# Extremely long Firewood Storage



## Chago (Jul 14, 2014)

Hey guys, as part of the new homestead we have a large number of very old Ash trees that were recently killed by the ash beetle. I am legitmatly looking at around 25 trees, roughly 35 cords of wood. Honestly I think I am being conservative in that number. We have some 150 year old trees that have 12 trees called branches on it. 

I have a company who is going to come knock them all down and break them up into 18" logs for me, and of course clean up the brush. So I am in central Ontario Canada. I am thinking 4-5 cords per year is very likely. So I am likely going to be around 7-8 years worth of firewood. I wasn't sure what the best way to manage this amount of wood would be?

First, would it make more sense to store them as 10' logs and cut and split the year prior for next years use? Would the full logs be prolonged this way? Or is it smarter to split and dry it all and just use it as needed?

My plan was to buy one of those shelter logic hoop house style of sheds. They have some that are 12'x24' and 12' high. I could likely stack 24 cords in there. I was thinking of taking some old logs that I have from another clearing. Lay them down on the floor then lay some tarps over them as a vapour barrier from below. Then just stack all of the wood in there. I could leave the doors open to leave the air flowing through. But I imagine it will still get pretty hot and humid inside in the summer. Thoughts?


----------



## WinonaRail (May 20, 2020)

I only store dry wood indoors. It needs sun and primarily wind to dry properly. It also depends on what they charge to buck to 18". I would stack and store that and then split as time allows.


----------



## GTX63 (Dec 13, 2016)

I was taught that a tree 18" at the base and about 25' tall will cut up into about a half cord of wood.
8 years is quite a ways out. It doesn't need to be stored indoors, but just protected from rain to avoid rot. Yes, I would stack logs on a raised surface (not on the ground) and then I would cut as time goes by. I would sell some the first two years, then after about 3 years start cutting wood to put back into the rotation.
○ ○ ○ ○ ○
#### TASK DESCRIPTION:
In the firewood storage thread, how many cords of wood per year does Chago expect to use?
○ ○ ○ ○ ○
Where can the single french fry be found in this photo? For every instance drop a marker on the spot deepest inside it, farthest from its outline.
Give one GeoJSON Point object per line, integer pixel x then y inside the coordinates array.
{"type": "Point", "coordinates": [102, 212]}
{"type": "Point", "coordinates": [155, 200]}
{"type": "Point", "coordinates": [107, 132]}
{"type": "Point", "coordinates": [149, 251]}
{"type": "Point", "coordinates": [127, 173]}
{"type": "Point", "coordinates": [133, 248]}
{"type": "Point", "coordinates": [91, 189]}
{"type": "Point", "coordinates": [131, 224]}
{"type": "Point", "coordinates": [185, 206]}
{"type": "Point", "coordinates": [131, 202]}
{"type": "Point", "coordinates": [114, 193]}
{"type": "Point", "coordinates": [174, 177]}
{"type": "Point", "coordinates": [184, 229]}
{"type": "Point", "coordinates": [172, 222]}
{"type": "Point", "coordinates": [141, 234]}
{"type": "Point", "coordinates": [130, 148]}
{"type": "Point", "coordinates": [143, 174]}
○ ○ ○ ○ ○
#### OUTPUT OF THE EXERCISE:
4-5 cords per year.